• _Texto mostrado_
○ ○ ○ ○

Una Corte de chicas calientes

Emma Stone, Rachel Weisz y Olivia Colman se visten de realeza para inyectar vitalidad en el cine vacío de Yorgos Lanthimos. La favorita, su nuevo film nominado al Oscar, se debate entre el deseo y la crueldad.

0l1020078cc_r_rgbThe Favorite (2018), Yorgos Lanthimos

 

Por Iván Zgaib

 *Esta nota fue publicada el 15/02/2019 en La Nueva Mañana

 

I.

La favorita es una película calentona. A pocas semanas de los Oscar, el film de Yorgos Lanthimos parece una llama de fuego al lado de los témpanos que suelen celebrarse en aquellos premios. Roma, la película donde no hay placeres posibles, es el mayor referente de esa frigidez cinematográfica. Pero vale decirlo: los atributos opuestos que consigue demostrar La favorita se afianzan con la participación de terceros. Deborah Davis y Tony McNamara son los guionistas que despliegan una paleta admirable para matizar a los personajes. Emma Stone, Rachel Weisz y Olivia Colman forman el elenco vibrante que pone el cuerpo. Con este equipo se abre una grieta en el cine de Lanthimos, usualmente encaprichado con montar espectáculos de crueldad sobre la tristeza de sus personajes. Acá, quizás por primera vez en su obra, se asoma el deseo.

 

II.

Es un juego de máscaras. Hay algo en la composición dramática del film que consigue conjugar dos rasgos extremos: es expeditiva para presentar a sus protagonistas, al mismo tiempo que desenvuelve sus móviles e intenciones con cautela. Las primeras escenas ya trazan tensiones entre ellas. La reina Anne parece una colegiala insegura que se pregunta si pronunció bien o mal su discurso. Sarah, su consejera, la manipula para mover los hilos del reinado a su antojo. Y Abigail, la víctima perdedora que pasó de disfrutar los encantos de la nobleza a sufrir los golpes crudos de la calle, llega al castillo pidiendo trabajo. Pero todos estos rasgos son retorcidos continuamente, como si las protagonistas fueran arrancando capas contradictorias de sus vestiduras, descubriéndose y recubriéndose ante los espectadores. Anne puede verse frágil como la luz de un candelabro y luego gritar desquiciadamente a sus empleados. Abigail puede exhibir su rostro pecoso e inocente, sirviendo a ciegas a la reina, y después verse como una oficial de hierro que conduce el destino de hombres ingenuos. El tratamiento dilatado de aquellas texturas dramáticas va hilando un tejido complejo; los personajes hablan todo el tiempo sobre la guerra de Gran Bretaña y Francia, pero el verdadero interés de la película está fijado en batallas más íntimas. Éstas suceden puertas adentro, entre los pasillos interminables del castillo y la alcoba donde la reina recibe a sus súbditas en sábanas de seda.

○ ○ ○ ○

• _Datos_

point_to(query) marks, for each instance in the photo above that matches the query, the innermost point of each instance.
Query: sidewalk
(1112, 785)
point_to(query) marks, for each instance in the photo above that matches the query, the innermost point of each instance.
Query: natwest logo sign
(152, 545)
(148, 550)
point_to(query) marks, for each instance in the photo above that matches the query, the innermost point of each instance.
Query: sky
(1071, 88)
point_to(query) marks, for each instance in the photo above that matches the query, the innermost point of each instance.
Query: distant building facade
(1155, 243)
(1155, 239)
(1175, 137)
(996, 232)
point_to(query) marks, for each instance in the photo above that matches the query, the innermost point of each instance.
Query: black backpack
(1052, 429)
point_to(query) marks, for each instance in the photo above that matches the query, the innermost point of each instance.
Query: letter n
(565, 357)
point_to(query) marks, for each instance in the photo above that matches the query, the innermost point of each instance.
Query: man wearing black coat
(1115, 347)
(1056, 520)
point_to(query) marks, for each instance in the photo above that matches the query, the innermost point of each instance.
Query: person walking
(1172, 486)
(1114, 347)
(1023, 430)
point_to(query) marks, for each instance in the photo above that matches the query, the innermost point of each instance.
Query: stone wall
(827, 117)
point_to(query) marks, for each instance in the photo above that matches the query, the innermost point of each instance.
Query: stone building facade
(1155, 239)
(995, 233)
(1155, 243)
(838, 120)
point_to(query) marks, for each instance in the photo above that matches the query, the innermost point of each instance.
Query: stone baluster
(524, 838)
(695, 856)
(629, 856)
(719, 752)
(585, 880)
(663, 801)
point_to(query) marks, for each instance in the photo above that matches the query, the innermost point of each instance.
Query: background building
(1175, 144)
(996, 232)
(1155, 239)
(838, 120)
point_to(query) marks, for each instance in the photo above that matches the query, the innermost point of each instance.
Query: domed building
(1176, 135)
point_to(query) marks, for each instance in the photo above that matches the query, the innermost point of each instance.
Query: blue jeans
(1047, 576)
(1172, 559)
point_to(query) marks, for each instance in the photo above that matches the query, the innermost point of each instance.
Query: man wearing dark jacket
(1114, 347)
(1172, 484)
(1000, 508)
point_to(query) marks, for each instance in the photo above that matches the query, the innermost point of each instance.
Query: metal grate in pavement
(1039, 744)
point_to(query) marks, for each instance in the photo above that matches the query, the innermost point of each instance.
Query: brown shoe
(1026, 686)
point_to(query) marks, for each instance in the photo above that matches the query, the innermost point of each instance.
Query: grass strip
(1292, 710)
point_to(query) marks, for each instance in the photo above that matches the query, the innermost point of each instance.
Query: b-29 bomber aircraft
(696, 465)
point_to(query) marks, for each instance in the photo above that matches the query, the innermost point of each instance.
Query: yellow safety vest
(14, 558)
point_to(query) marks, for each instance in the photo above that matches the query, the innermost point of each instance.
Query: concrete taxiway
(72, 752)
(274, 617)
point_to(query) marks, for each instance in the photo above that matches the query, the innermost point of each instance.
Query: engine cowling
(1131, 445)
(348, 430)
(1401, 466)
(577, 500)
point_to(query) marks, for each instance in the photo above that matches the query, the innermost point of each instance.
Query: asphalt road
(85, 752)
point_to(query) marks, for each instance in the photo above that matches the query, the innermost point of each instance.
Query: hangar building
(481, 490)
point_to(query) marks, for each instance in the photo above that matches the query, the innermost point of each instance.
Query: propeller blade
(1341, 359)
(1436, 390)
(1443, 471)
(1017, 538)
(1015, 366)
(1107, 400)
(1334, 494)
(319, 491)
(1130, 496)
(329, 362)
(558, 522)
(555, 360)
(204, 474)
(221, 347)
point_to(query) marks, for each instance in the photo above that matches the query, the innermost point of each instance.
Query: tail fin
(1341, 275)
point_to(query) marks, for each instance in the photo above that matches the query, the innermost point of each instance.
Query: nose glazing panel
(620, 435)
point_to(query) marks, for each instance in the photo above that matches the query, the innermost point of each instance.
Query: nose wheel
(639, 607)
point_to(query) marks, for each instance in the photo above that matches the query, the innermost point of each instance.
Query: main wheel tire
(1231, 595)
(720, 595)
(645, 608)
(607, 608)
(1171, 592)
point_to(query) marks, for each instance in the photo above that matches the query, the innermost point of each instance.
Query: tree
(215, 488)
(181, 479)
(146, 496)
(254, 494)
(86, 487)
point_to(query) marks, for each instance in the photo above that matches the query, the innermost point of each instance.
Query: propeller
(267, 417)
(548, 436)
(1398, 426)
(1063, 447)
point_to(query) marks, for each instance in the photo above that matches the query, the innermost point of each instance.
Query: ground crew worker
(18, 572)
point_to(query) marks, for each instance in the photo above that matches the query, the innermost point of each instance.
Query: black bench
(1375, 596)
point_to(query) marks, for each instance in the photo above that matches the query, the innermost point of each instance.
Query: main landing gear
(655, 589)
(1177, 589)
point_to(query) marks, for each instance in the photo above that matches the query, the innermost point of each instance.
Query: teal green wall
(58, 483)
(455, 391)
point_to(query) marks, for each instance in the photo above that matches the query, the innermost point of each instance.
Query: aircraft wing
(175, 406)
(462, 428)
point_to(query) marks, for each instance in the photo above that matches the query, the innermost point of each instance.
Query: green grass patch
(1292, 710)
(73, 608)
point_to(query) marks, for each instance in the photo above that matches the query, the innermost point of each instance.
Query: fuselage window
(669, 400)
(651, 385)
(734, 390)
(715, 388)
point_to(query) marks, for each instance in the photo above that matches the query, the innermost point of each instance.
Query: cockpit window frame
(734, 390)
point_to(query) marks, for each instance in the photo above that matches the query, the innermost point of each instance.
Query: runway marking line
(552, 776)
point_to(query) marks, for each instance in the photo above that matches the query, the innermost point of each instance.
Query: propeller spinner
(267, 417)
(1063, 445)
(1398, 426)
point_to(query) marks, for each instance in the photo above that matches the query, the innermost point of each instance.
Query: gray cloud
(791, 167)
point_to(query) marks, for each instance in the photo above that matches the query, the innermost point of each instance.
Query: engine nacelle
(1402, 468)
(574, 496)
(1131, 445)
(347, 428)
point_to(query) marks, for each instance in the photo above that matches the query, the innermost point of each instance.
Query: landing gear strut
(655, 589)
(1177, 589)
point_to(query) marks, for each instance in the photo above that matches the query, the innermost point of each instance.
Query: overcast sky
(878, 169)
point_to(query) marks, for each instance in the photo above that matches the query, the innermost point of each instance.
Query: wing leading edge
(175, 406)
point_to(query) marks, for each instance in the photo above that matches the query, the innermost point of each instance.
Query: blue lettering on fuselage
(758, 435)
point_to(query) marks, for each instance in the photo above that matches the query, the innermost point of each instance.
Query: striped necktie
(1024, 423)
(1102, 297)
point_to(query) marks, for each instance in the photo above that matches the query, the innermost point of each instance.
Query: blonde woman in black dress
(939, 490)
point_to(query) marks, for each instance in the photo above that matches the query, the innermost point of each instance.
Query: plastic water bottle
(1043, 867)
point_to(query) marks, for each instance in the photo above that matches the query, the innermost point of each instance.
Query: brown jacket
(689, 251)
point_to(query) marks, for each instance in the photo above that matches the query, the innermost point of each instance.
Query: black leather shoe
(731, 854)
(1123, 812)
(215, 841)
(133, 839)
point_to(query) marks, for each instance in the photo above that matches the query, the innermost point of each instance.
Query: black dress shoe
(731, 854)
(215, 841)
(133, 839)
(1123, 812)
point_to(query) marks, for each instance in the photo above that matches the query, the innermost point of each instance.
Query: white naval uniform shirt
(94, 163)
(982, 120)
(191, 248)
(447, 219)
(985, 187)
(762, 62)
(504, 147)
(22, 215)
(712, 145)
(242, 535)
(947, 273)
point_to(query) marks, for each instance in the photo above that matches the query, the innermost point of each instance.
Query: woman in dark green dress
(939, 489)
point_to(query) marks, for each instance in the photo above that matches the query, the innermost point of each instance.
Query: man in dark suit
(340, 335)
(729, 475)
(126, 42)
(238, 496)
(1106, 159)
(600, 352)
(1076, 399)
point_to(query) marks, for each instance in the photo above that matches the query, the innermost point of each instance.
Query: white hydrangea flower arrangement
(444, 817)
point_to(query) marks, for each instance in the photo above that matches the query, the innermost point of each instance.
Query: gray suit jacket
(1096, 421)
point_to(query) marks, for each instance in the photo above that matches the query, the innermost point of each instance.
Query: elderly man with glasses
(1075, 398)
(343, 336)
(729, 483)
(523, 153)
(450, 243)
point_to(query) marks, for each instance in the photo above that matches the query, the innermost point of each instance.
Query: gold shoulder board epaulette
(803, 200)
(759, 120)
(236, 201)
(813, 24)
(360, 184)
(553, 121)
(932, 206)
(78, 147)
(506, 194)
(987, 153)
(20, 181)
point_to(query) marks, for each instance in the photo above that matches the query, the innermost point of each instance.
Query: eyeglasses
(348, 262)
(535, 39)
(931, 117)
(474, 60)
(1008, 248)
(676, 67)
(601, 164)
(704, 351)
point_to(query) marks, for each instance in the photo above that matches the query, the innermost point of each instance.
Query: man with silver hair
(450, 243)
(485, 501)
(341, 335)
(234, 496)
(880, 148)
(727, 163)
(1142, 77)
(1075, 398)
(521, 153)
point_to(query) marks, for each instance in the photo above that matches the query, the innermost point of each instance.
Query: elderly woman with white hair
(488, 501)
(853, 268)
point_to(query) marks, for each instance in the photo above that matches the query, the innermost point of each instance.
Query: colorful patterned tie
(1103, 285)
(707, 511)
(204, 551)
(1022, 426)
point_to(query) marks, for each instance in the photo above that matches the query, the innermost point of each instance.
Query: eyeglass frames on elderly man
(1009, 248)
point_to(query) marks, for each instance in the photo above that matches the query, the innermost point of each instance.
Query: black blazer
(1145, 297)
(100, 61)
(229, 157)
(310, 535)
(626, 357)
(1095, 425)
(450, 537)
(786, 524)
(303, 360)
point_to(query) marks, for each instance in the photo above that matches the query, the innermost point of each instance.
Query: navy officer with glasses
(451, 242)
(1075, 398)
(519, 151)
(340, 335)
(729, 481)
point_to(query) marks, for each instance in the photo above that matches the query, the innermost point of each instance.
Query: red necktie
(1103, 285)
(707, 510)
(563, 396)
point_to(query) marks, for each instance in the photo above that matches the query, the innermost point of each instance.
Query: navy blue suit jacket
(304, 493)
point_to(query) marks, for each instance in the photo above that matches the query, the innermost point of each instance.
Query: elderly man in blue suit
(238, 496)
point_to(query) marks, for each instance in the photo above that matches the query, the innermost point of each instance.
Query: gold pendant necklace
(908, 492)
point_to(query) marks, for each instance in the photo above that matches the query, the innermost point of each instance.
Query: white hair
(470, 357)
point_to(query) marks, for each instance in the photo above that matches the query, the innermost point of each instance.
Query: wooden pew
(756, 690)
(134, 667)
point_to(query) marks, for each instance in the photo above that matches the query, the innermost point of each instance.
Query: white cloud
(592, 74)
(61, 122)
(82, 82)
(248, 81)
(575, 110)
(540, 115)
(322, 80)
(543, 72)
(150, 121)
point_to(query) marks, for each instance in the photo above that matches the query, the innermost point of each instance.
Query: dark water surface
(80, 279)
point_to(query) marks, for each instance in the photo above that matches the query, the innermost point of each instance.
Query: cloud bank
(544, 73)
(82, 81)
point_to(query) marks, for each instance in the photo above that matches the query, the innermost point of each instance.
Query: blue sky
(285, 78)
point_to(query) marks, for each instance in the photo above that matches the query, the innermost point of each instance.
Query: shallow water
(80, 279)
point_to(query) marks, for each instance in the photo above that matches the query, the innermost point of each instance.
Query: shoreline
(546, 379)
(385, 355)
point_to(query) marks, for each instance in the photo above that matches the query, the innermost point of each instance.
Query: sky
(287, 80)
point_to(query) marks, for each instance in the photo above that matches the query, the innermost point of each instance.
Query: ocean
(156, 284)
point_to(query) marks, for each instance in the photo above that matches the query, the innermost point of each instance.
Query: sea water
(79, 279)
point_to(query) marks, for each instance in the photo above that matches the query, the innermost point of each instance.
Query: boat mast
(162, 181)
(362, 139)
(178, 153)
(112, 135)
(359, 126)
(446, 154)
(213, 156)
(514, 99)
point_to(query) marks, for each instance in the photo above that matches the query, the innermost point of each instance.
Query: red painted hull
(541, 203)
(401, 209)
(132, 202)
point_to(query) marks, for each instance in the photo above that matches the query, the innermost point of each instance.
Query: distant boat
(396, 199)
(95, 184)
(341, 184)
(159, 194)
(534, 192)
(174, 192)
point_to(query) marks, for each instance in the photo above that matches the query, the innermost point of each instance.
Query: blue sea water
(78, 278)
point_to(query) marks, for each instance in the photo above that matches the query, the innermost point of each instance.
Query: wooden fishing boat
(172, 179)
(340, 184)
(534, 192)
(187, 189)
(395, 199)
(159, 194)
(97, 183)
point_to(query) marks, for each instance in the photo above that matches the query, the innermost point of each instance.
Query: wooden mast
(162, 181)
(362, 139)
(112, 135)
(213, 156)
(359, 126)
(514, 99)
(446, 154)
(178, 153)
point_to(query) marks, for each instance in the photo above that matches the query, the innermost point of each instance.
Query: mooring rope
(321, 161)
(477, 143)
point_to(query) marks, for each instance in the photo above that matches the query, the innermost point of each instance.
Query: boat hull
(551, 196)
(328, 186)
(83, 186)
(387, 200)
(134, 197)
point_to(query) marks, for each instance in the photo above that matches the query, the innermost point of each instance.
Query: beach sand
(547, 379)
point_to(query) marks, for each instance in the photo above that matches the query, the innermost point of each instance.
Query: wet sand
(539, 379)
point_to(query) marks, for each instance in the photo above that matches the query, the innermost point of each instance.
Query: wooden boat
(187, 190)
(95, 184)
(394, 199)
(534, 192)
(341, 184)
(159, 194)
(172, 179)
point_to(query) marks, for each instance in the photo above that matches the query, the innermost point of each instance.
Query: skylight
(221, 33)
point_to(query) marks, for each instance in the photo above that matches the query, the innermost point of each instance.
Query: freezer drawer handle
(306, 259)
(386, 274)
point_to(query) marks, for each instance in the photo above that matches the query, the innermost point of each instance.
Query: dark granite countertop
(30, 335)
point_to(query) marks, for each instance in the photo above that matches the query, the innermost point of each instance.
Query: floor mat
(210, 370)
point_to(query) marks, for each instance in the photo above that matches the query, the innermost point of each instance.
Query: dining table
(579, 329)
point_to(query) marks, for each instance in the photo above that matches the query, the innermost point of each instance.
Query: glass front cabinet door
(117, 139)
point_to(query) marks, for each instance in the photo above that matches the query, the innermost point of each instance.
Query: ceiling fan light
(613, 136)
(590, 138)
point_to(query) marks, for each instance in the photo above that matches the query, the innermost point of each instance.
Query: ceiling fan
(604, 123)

○ ○ ○ ○

Prosiga la reseña de la película La favorita a partir de la última oración que aparece.

 

III.

Adiós a la solemnidad. Lejos de los ánimos pomposos que suelen fanfarronear los dramas de época y la obra previa de Lanthimos, esta película abraza cierta irreverencia. Es a la vez ridícula y seductora. Durante dos horas, la realeza británica se la pasa puteando y hablando de sexo abiertamente. Abigail describe la “pija finita” de un viejo alemán, mientras la reina pide a gritos que la cojan y dice que le gusta cuando otra mujer le mete la lengua adentro. ¡Sacrilegio! Esta realeza es menos amanerada y más impulsiva; menos contenida y más deseosa. La vitalidad no se restringe acá a los diálogos, sino que es compuesta desde el cuerpo vertiginoso de las actrices. Sólo hace falta volver a ver El sacrificio de un ciervo sagrado, la película anterior de Lanthimos, para notar el contraste con los físicos duros y robóticos que adoptaban allí Nicole Kidman y Colin Farrell. Al contrario, las mujeres de La favorita hacen del cuerpo un medio de expresividad extrema. Corretean por los pasajes del castillo; se tiran al suelo en medio de ataques de histeria o por explosiones de júbilo; juegan a empujarse en la silla de ruedas y se chupan los dedos cuando cogen o cuando comen torta de merengue. La efervescencia de esos cuerpos está más cerca del slapstick de Charles Chaplin que de la teatralidad seria que encarna Judi Dench cada vez que interpreta alguna reina.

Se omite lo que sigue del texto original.